→ PROBLEM
Transcribe word for word the part of the article about General Motors pulling its ads from the Los Angeles Times that runs between "America's large car" and "around the company.", inclusive.

-- start of SELECTED EXCERPT --

General Motors has pulled its advertising from one of America's most heavyweight newspapers, the Los Angeles Times, after it called for the car maker's chief executive, Rick Wagoner, to be sacked.

The world's largest car manufacturer which is struggling from slowing sales and a slumping share price, confirmed yesterday it had decided to stop advertising in the west coast publication due to "factual errors and misrepresentation" in its articles.

In a review of a new Pontiac on Wednesday, the newspaper's car correspondent, Dan Neil, wrote that Mr Wagoner should be "dumped" and said the Detroit-based company was "morass of a business case".

General Motors denied its decision to stop running the ads was in direct response to the attack. The company said a series of articles "over a period of some time" had included inaccuracies, though it would not give specific examples.

America's large car makers are struggling because of fierce competition from low-cost operators in China and other parts of Asia. Higher oil prices have also hit car manufacturers at a time when they are having to pay hefty sums in pensions and health benefits for retiring workers under generous contracts dating back to the Sixties.

Concerns about General Motors' financial health prompted the ratings agency Moody's to downgrade the company's debt this week to just one notch above junk. The move came as Mr Wagoner said he would personally take charge of the company's key North American market to try to turn around the company.

A spokesperson for General Motors said: "We very much support freedom of the press and the LA Times' right to report and editorialise as it wants. But we also have freedom to spend our advertising dollars as we want to". A spokesperson for the Los Angeles Times said: "We have heard some concerns from General Motors and are examining them. We will look into any complaints GM has about inaccuracy or misrepresentation and will make any appropriate corrections."

The Los Angeles Times is owned by the media publisher Tribune, which also owns the Chicago Tribune. Mr Neil won a Pulitzer Prize last year for his reviews of new cars.

General Motors is one of the largest borrowers in the world. Corporate bonds taken out by the company and its parent, GMAC, add up to about $300bn.

The possibility that General Motors might be downgraded to junk would force many fund managers who cannot hold stakes in companies rated at below investment grade to sell their holdings. Analysts are also downbeat about GM's shares. Citigroup said yesterday investors should sell shares, after GM said this week sales in March had been lower than a year ago.

The bank also cut the rating of Ford from buy to hold. Its analyst, Jon Rogers, said: "While Ford management is taking the right steps from a product and capacity standpoint, we believe it will be difficult to avoid the ripple effect of GM's woes."

-- end of SELECTED EXCERPT --
-- start of SUPPLIED ENTRIES --

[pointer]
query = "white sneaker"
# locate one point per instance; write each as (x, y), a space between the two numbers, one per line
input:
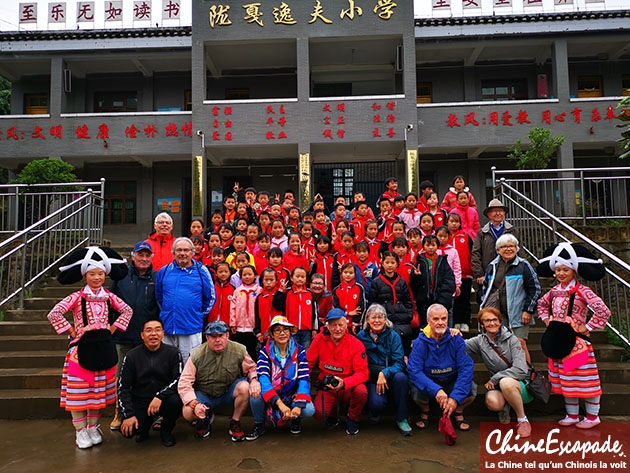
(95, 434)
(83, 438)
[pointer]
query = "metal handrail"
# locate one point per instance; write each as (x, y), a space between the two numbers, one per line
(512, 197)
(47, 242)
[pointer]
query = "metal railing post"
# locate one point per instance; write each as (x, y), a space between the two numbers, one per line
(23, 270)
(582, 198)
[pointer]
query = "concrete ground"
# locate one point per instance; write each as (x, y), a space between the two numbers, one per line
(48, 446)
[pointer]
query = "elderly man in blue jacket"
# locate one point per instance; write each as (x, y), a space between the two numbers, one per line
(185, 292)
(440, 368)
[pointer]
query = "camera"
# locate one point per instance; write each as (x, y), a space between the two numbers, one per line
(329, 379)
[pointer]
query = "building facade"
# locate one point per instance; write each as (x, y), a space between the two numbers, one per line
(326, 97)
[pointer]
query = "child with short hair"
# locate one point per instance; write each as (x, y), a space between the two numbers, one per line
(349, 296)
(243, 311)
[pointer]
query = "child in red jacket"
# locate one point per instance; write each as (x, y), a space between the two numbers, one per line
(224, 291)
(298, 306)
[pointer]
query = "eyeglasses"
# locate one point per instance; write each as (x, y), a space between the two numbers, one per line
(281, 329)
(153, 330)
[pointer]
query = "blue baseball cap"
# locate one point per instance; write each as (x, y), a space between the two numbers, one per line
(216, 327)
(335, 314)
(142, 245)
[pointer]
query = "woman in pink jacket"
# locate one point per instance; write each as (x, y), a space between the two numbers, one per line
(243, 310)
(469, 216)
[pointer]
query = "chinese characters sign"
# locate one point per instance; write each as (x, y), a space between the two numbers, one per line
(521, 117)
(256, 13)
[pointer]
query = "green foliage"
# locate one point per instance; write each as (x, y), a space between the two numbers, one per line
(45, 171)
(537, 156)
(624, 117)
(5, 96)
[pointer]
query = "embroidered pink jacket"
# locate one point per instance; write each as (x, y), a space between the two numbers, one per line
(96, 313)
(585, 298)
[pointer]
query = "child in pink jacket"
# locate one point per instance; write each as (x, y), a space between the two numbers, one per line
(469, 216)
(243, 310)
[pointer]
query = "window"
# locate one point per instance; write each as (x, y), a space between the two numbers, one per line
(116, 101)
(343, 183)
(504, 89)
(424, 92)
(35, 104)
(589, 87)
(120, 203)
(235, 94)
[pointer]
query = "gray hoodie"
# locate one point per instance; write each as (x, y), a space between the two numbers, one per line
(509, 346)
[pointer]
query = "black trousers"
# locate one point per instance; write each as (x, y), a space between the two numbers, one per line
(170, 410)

-- end of SUPPLIED ENTRIES --
-- start of SUPPLIED ENTRIES --

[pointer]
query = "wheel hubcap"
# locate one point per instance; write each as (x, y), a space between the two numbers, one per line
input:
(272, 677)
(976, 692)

-- end of SUPPLIED ENTRIES --
-- start of SUPPLIED ENTRIES --

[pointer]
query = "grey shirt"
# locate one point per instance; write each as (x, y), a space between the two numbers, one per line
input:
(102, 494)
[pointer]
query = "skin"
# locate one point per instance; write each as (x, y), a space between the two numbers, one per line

-- end of SUPPLIED ENTRIES --

→ OUTPUT FOR THIS EXERCISE
America's large car makers are struggling because of fierce competition from low-cost operators in China and other parts of Asia. Higher oil prices have also hit car manufacturers at a time when they are having to pay hefty sums in pensions and health benefits for retiring workers under generous contracts dating back to the Sixties.

Concerns about General Motors' financial health prompted the ratings agency Moody's to downgrade the company's debt this week to just one notch above junk. The move came as Mr Wagoner said he would personally take charge of the company's key North American market to try to turn around the company.